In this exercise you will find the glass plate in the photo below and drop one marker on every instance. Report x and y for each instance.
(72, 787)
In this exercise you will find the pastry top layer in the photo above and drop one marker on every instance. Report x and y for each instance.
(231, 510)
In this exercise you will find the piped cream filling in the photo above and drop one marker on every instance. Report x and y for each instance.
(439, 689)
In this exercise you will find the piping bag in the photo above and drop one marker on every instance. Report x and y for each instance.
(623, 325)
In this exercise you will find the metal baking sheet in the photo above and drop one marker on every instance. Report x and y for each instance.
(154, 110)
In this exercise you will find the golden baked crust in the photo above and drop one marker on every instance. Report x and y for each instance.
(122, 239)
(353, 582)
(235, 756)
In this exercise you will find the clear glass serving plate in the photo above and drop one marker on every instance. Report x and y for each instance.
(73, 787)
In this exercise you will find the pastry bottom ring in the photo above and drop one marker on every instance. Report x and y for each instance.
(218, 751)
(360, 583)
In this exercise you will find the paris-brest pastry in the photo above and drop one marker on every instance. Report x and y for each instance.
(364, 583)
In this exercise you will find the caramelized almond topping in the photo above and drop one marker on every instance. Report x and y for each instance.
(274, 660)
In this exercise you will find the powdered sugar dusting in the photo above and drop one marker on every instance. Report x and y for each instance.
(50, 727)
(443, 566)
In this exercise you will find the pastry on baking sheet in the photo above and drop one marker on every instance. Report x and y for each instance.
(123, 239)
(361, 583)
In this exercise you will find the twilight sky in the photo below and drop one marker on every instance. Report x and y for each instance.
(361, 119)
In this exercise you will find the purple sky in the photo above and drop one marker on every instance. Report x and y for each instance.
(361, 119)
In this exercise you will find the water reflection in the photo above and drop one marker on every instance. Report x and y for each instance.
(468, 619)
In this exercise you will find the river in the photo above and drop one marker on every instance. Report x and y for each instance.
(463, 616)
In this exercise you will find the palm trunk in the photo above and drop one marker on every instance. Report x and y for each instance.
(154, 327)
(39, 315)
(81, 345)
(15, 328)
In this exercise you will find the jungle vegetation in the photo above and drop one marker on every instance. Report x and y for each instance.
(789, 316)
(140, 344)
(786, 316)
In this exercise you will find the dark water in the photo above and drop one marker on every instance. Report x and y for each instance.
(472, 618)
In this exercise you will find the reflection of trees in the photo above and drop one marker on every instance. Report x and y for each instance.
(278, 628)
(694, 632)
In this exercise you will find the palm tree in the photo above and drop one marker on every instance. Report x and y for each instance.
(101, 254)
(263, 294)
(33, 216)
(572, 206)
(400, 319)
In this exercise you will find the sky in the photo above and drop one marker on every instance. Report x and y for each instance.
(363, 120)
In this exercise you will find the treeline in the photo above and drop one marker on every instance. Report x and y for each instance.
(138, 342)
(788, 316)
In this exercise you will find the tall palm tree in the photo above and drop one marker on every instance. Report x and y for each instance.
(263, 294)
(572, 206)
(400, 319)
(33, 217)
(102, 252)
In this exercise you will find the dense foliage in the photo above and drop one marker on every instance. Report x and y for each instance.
########################################
- WHAT IS BEING ASKED -
For this exercise, copy word for word the line that contains "In this exercise you will find the jungle" and every line after it, ending with the last line of the entries above.

- ANSWER -
In this exercise you will find the jungle vegetation in the photo above and drop one marker on every instance. Report x and y for each instance.
(789, 316)
(140, 344)
(786, 316)
In this exercise you will find the dark water in the photo above and drop one marker on every instance. Report x and y for each instance.
(472, 618)
In this exercise you will find the reflection of trees in the photo above and drop one marker on every instance. Report x and y for each instance.
(278, 628)
(694, 632)
In this exercise you will find the palm tree in the photo above and drop one marker on every instance. Report x and y for each instance.
(101, 254)
(263, 294)
(33, 216)
(572, 206)
(400, 319)
In this exercise you will find the sky in the photo above and drop one marker on every instance. Report x and y for each instance.
(363, 120)
In this exercise you will find the treeline in the photo above and drop one marker on every instance. Report x and y for each instance.
(138, 342)
(788, 316)
In this exercise you will find the tall palm tree in the photo above and drop one marker on every instance. Report x and y for each instance.
(263, 294)
(572, 206)
(400, 319)
(33, 217)
(102, 252)
In this exercise you will find the dense foliage in the photo above and drop one marker on every instance. Report x and y for each instance.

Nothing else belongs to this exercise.